■ RECORDS FOR THE EXERCISE:
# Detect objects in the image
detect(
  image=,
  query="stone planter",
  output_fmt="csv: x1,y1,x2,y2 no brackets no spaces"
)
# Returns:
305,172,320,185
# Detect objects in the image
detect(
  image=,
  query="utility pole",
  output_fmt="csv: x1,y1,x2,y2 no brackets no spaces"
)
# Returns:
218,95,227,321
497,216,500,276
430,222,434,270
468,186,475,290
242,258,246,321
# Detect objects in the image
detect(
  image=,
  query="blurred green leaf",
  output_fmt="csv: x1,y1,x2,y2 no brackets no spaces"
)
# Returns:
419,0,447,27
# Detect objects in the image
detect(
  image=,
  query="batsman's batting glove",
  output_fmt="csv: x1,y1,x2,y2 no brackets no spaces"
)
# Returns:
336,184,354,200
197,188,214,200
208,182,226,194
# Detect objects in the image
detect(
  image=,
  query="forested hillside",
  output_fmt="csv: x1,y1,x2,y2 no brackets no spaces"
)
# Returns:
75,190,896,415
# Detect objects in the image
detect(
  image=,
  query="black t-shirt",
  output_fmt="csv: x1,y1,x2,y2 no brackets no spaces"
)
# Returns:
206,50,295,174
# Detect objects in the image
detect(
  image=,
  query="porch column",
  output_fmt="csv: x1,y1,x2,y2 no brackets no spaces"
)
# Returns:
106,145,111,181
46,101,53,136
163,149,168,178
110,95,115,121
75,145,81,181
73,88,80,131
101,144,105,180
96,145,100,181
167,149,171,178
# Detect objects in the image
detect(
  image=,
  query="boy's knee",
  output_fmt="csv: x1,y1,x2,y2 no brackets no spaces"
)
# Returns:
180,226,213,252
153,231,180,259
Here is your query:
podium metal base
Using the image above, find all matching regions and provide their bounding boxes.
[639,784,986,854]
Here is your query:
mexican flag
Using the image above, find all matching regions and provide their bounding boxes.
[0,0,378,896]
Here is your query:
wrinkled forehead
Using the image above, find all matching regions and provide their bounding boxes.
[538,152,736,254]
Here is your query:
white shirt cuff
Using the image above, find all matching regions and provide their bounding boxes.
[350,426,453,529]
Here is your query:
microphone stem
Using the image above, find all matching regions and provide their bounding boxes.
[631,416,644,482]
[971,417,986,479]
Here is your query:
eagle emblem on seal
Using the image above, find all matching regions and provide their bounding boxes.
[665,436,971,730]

■ WORK TO BE COMPLETED:
Write out all the items above again, replacing every instance of "Returns" with "Output" and leaving everything else unchanged.

■ SOLUTION FOR THIS TASK:
# Detect objects in the image
detect(
  image=,
  query="stone planter",
  output_fmt="csv: x1,y1,x2,y2 no brackets no spaces"
)
# Output:
305,172,320,185
# Detect objects in the image
detect(
  image=,
  query="utility pole",
  output_fmt="csv: x1,y1,x2,y2 no brackets no spaces"
)
# Output:
218,95,227,321
497,216,500,276
430,222,434,270
468,186,475,290
242,258,246,321
# Detect objects in the image
detect(
  image=,
  query="blurred green leaf",
  output_fmt="csv: x1,y1,x2,y2 no brackets no spaces"
)
# Output:
419,0,447,27
# Detect objects in the image
detect(
  image=,
  query="batsman's batting glove",
  output_fmt="csv: x1,y1,x2,y2 no brackets no spaces"
)
# Output:
336,184,354,200
197,188,214,200
208,182,226,194
# Detect objects in the image
detect(
  image=,
  query="forested hillside",
  output_fmt="csv: x1,y1,x2,y2 no brackets no spaces"
)
# Output:
75,190,896,415
# Detect objects in the image
detect(
  image=,
  query="black t-shirt",
  output_fmt="csv: x1,y1,x2,y2 no brackets no spaces"
)
# Output:
206,50,295,174
# Detect objects in the image
detect(
  image=,
  query="porch column",
  output_fmt="csv: x1,y1,x2,y2 no brackets no spaces"
)
# Output:
106,145,111,181
46,101,53,136
163,149,168,178
110,95,115,121
75,145,81,181
73,88,80,131
101,144,105,180
96,145,100,181
167,149,171,178
# Detect objects in the image
detect(
  image=,
  query="boy's knee",
  output_fmt="csv: x1,y1,x2,y2 no brackets no spaces"
)
# Output:
180,226,213,252
153,231,180,259
Here is your query:
podium metal base
Using the image above, find all matching regions and provide their bounding boxes.
[639,784,986,854]
Here is your query:
mexican flag
Using the image above, find all matching regions and provide their bounding boxes.
[0,0,378,896]
Here is your query:
wrinkled forehead
Using the image above, find all matching regions and provide their bounding boxes.
[538,152,736,254]
Here is your query:
white shirt cuff
Using the image above, find all matching regions and provide their bounding boxes.
[350,426,453,529]
Here is your query:
microphone stem
Using the image above, find all matching regions and provide their bounding boxes.
[631,416,644,482]
[971,417,986,479]
Here is your query:
eagle emblem on seal
Using the image above, find all matching regions and provide their bounding boxes.
[665,436,971,730]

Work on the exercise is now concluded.